§ THE TASK
Select and reproduce each line of the listing below that bears the string "perched".

....................

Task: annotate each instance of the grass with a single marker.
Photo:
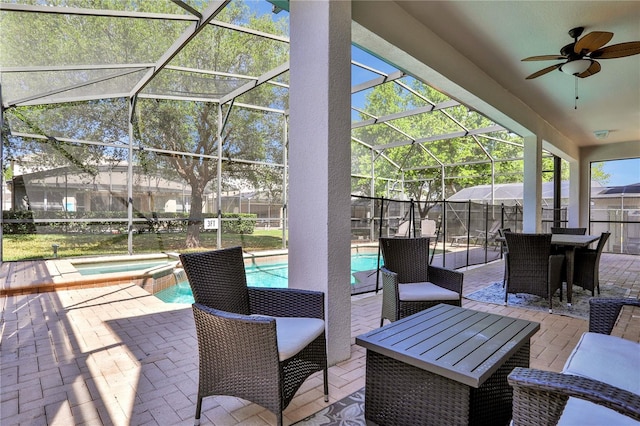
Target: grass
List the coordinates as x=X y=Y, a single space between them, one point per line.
x=39 y=246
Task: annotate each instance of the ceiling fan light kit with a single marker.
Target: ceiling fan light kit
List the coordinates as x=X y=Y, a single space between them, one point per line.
x=576 y=67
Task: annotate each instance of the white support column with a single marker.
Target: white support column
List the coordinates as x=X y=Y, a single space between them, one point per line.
x=319 y=161
x=532 y=192
x=573 y=207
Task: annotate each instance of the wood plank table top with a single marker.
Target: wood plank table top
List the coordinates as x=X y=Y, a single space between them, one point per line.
x=460 y=344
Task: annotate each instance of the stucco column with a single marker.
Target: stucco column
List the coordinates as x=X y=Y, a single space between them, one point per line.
x=320 y=161
x=532 y=192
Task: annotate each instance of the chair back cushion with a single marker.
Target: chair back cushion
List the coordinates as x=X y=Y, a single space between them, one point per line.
x=407 y=257
x=217 y=279
x=573 y=231
x=601 y=242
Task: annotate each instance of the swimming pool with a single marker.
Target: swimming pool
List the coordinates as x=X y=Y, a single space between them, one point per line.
x=273 y=275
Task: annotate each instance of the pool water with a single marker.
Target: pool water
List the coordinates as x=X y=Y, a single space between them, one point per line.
x=111 y=267
x=273 y=275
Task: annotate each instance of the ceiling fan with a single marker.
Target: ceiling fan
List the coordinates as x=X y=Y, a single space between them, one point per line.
x=580 y=56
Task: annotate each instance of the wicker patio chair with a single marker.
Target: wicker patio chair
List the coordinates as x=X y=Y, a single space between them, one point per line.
x=410 y=284
x=531 y=267
x=539 y=397
x=587 y=269
x=259 y=344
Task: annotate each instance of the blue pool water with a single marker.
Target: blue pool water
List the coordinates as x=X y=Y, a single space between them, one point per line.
x=272 y=275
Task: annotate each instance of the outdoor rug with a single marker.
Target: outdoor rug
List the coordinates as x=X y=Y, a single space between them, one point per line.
x=494 y=293
x=349 y=411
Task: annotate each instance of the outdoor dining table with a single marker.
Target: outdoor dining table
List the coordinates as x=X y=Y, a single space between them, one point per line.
x=445 y=365
x=570 y=243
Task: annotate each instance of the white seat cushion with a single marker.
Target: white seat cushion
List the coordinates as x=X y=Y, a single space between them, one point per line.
x=611 y=360
x=295 y=333
x=416 y=292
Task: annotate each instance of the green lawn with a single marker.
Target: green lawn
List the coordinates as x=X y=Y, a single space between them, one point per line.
x=39 y=246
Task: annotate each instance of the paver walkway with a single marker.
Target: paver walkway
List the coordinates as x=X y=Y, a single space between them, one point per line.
x=117 y=355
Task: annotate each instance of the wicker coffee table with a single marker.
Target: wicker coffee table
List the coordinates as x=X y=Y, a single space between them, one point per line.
x=445 y=365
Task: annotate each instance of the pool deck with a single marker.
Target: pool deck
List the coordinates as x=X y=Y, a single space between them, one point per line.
x=117 y=355
x=39 y=276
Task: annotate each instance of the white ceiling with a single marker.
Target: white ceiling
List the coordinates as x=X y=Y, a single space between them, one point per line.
x=496 y=35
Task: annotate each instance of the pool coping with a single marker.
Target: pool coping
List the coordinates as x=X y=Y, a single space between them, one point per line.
x=59 y=274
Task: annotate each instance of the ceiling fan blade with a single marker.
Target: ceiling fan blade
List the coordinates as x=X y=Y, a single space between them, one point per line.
x=544 y=58
x=543 y=71
x=594 y=68
x=592 y=41
x=617 y=50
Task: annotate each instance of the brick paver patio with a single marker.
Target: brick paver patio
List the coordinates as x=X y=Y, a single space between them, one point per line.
x=118 y=355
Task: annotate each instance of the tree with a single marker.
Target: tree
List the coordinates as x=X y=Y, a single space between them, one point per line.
x=175 y=126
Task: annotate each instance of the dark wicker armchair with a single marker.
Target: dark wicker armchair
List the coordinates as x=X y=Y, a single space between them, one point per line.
x=572 y=231
x=410 y=284
x=259 y=344
x=587 y=269
x=539 y=397
x=531 y=268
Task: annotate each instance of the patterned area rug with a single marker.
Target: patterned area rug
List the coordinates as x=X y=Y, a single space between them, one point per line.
x=494 y=293
x=349 y=411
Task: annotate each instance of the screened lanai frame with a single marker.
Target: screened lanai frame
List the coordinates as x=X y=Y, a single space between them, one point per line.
x=148 y=78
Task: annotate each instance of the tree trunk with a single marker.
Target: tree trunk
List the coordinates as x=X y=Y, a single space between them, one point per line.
x=195 y=220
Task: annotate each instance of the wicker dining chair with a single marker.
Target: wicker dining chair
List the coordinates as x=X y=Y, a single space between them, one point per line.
x=410 y=284
x=531 y=267
x=587 y=266
x=258 y=344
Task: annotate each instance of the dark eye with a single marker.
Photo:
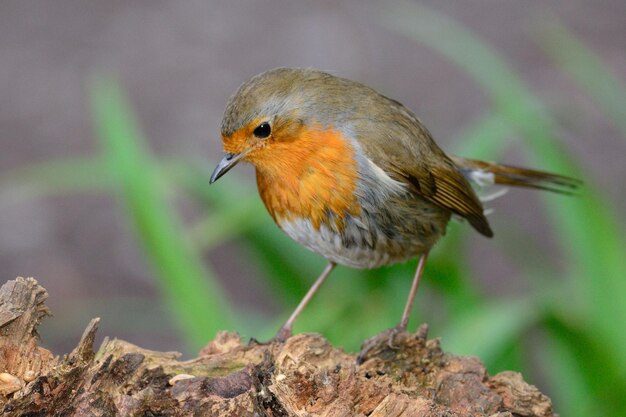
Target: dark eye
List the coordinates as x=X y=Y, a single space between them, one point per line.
x=263 y=130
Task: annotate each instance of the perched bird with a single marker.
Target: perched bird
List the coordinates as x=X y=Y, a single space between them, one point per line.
x=353 y=175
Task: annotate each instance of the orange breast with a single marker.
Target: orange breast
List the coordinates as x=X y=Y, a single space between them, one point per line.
x=312 y=175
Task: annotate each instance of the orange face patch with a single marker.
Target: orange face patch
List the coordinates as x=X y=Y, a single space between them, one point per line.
x=307 y=173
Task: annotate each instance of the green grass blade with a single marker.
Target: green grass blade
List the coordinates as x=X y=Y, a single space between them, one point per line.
x=190 y=289
x=587 y=366
x=489 y=330
x=586 y=68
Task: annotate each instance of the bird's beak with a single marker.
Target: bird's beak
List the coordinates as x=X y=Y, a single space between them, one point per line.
x=228 y=161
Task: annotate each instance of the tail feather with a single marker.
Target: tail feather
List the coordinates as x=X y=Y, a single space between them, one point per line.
x=516 y=176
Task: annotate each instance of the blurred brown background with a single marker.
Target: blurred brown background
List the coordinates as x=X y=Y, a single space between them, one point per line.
x=180 y=61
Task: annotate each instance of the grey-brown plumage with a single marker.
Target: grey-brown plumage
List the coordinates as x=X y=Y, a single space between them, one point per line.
x=354 y=175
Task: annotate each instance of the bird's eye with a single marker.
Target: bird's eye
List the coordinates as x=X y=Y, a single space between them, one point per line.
x=263 y=130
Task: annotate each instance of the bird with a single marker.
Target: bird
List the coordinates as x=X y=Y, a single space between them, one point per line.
x=353 y=175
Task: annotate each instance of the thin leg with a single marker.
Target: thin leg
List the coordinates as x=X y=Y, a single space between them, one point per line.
x=286 y=330
x=409 y=302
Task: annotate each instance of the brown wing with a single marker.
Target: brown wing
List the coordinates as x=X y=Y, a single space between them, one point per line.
x=398 y=143
x=443 y=185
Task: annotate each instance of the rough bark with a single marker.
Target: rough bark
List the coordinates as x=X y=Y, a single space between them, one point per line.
x=304 y=376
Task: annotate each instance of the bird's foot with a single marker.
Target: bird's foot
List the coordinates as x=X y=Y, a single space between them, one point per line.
x=279 y=338
x=380 y=343
x=390 y=342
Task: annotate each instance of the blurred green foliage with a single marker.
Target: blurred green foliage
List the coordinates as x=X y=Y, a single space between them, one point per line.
x=565 y=332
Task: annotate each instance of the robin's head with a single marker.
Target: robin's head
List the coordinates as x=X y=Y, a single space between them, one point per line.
x=273 y=114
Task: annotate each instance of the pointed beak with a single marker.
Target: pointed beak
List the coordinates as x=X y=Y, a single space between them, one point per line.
x=228 y=161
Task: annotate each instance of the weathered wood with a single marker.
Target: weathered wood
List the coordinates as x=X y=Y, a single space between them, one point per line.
x=304 y=376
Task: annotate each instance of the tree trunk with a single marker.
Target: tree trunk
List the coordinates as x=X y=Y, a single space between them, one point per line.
x=304 y=376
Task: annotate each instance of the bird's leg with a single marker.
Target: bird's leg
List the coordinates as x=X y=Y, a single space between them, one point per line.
x=409 y=301
x=386 y=339
x=286 y=330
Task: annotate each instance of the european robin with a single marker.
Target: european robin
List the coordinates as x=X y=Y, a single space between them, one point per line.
x=353 y=175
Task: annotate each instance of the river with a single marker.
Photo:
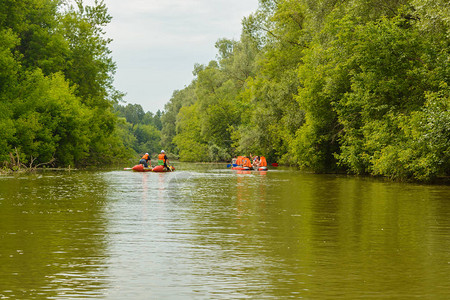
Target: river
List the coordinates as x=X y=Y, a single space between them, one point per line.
x=206 y=232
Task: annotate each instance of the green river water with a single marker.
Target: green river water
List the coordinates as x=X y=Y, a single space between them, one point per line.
x=206 y=232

....................

§ ANSWER
Task: annotate each instance of the perched bird with a single marker.
Target: perched bird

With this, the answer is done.